Objetivo del ejercicio:
Retoma el texto sobre la serie Separación y continúalo a partir de su última oración.

____ Sección del documento

El 17 de enero estrenarán mundialmente la segunda temporada de Separación (Apple tv+, 2022–2025), cuya primera parte transmitió la Televisión Cubana. Con esta serie me ocurre algo semejante a lo que experimenté al apreciar Nuevo orden (Michel Franco, 2020), la polémica cinta mexicana, también vista en Cuba.
La «distopía» social planteada por el realizador latinoamericano en su filme –estudio sobre los efectos de los desequilibrios de poder, y del empleo de este con fines macabros, en sociedades sujetas a un control militar e inmersas en el caos–, más que del futuro, me parecía hablar de la contemporaneidad de la región desde la época de las dictaduras militares fortalecidas por la Operación Cóndor.

________
____ Material de estudio

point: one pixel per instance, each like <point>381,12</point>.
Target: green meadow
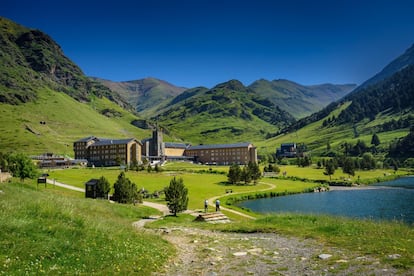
<point>316,137</point>
<point>49,231</point>
<point>66,120</point>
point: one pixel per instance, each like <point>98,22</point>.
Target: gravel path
<point>203,252</point>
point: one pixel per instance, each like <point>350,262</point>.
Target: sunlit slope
<point>54,121</point>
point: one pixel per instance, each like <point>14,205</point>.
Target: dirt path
<point>211,201</point>
<point>204,252</point>
<point>66,186</point>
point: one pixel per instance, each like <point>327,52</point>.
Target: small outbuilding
<point>91,188</point>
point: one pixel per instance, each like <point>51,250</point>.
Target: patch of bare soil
<point>203,252</point>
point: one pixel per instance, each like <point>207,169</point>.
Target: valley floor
<point>205,252</point>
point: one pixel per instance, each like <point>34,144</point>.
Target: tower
<point>157,144</point>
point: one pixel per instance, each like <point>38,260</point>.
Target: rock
<point>255,251</point>
<point>394,256</point>
<point>341,261</point>
<point>324,256</point>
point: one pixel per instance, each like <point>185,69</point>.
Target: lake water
<point>393,200</point>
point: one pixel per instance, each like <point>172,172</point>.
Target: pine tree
<point>234,174</point>
<point>246,175</point>
<point>348,166</point>
<point>22,166</point>
<point>176,196</point>
<point>254,170</point>
<point>329,168</point>
<point>124,190</point>
<point>375,140</point>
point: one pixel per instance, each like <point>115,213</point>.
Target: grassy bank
<point>366,237</point>
<point>362,238</point>
<point>46,233</point>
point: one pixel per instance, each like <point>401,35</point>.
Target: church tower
<point>157,144</point>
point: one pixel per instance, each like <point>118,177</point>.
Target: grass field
<point>104,241</point>
<point>316,137</point>
<point>66,121</point>
<point>200,185</point>
<point>47,231</point>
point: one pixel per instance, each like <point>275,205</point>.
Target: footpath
<point>205,252</point>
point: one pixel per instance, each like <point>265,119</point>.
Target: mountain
<point>396,65</point>
<point>30,59</point>
<point>146,95</point>
<point>228,112</point>
<point>300,100</point>
<point>385,107</point>
<point>46,102</point>
<point>386,92</point>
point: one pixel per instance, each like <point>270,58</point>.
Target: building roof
<point>219,146</point>
<point>176,145</point>
<point>86,139</point>
<point>105,142</point>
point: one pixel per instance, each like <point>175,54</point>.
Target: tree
<point>22,166</point>
<point>329,168</point>
<point>176,196</point>
<point>234,174</point>
<point>375,140</point>
<point>368,161</point>
<point>125,191</point>
<point>103,187</point>
<point>245,175</point>
<point>348,166</point>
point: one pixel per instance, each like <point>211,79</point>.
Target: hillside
<point>30,60</point>
<point>35,116</point>
<point>227,112</point>
<point>300,100</point>
<point>385,108</point>
<point>46,231</point>
<point>145,95</point>
<point>396,65</point>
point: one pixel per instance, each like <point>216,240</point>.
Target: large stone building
<point>111,152</point>
<point>223,154</point>
<point>108,152</point>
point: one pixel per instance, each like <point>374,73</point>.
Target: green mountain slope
<point>227,112</point>
<point>146,95</point>
<point>393,67</point>
<point>385,108</point>
<point>300,100</point>
<point>54,121</point>
<point>35,116</point>
<point>30,59</point>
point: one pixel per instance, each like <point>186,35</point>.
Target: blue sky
<point>206,42</point>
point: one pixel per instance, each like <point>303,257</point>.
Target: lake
<point>393,200</point>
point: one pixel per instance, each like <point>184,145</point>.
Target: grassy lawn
<point>313,173</point>
<point>42,233</point>
<point>200,185</point>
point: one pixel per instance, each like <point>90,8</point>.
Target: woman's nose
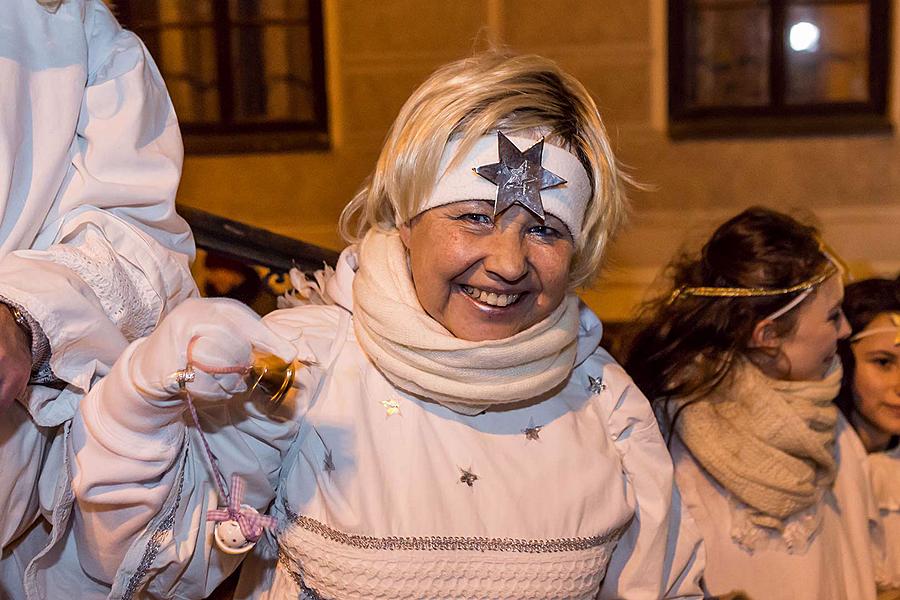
<point>505,255</point>
<point>844,329</point>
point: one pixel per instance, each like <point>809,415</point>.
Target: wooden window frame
<point>777,117</point>
<point>227,136</point>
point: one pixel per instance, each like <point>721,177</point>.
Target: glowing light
<point>804,37</point>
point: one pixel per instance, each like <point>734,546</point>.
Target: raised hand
<point>212,340</point>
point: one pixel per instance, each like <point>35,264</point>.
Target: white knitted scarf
<point>420,356</point>
<point>768,442</point>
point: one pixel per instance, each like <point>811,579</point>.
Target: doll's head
<point>454,118</point>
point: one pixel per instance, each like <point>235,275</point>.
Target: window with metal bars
<point>757,67</point>
<point>244,75</point>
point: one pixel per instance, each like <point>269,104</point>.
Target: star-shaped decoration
<point>519,176</point>
<point>596,385</point>
<point>532,432</point>
<point>467,477</point>
<point>391,407</point>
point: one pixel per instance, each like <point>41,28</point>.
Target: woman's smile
<point>484,276</point>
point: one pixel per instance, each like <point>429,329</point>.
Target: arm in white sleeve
<point>661,554</point>
<point>136,451</point>
<point>112,256</point>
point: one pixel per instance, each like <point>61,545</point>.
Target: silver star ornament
<point>596,385</point>
<point>519,176</point>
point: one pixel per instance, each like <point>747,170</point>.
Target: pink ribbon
<point>251,522</point>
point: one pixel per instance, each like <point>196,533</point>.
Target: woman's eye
<point>545,231</point>
<point>475,218</point>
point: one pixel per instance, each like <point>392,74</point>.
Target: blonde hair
<point>469,98</point>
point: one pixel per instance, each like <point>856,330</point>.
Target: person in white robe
<point>453,429</point>
<point>92,253</point>
<point>870,400</point>
<point>740,359</point>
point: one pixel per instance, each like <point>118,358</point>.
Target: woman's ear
<point>404,234</point>
<point>765,336</point>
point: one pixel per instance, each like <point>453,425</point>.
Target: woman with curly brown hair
<point>740,360</point>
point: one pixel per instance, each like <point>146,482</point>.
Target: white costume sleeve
<point>109,256</point>
<point>141,477</point>
<point>661,554</point>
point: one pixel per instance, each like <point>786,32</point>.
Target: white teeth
<point>491,298</point>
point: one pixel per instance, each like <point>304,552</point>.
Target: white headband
<point>566,201</point>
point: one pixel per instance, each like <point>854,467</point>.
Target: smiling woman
<point>445,373</point>
<point>487,277</point>
<point>870,399</point>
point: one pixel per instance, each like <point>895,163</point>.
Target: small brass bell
<point>274,377</point>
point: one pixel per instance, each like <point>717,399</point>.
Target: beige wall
<point>378,52</point>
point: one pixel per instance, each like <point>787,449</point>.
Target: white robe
<point>884,470</point>
<point>369,485</point>
<point>839,563</point>
<point>90,245</point>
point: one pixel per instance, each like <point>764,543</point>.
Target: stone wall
<point>378,52</point>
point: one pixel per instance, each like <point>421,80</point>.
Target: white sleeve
<point>113,256</point>
<point>661,555</point>
<point>143,484</point>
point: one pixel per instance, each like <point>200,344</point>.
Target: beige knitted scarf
<point>768,442</point>
<point>420,356</point>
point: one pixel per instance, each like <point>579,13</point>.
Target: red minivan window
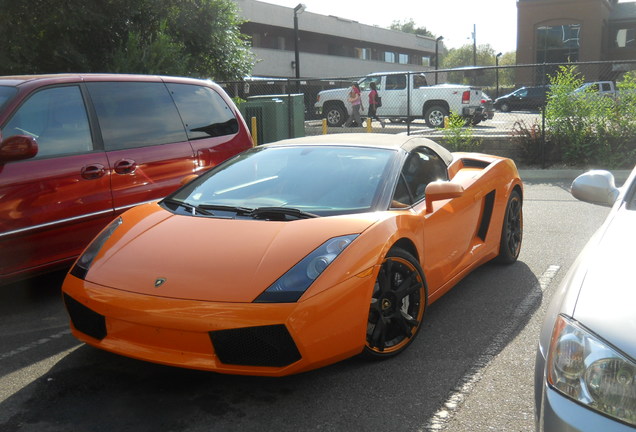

________

Resultado:
Ni la escena más violenta de Nuevo orden se acercó al salvajismo practicado contra los seres humanos por gobiernos como los de Stroessner, Pinochet o Videla, con tantos miles de asesinados.
A su vez, la «distopía» laboral planteada por Separación en verdad resulta apreciable desde hace tiempo en el planeta. Se manifiesta a través de la toxicidad de las dinámicas laborales del mundo occidental, donde la omnipotencia del ente empleador reduce a calidad de sujeto alienado –en estado de aislamiento, sumisión mental y anulación de su personalidad–, a la figura del trabajador.
En un esquema laboral de países como EE. UU., por añadidura, la instancia de intermediación del sindicato quedó reducida a esquirlas, luego de años de paulatina desmembración de los derechos del asalariado. O sea, este se halla solo, sin armas para defenderse y a merced del esquilme económico, atropello emocional o manipulación total del jefe. Así sucede en Separación.
Puede que llegue algo atrasada a examinar el fenómeno, pero sí es, cuando menos, singular y meritorio que la plataforma de un emporio del capitalismo estadounidense, a la manera de Apple, se descuelgue con esta verdadera rareza de la teleficción sajona.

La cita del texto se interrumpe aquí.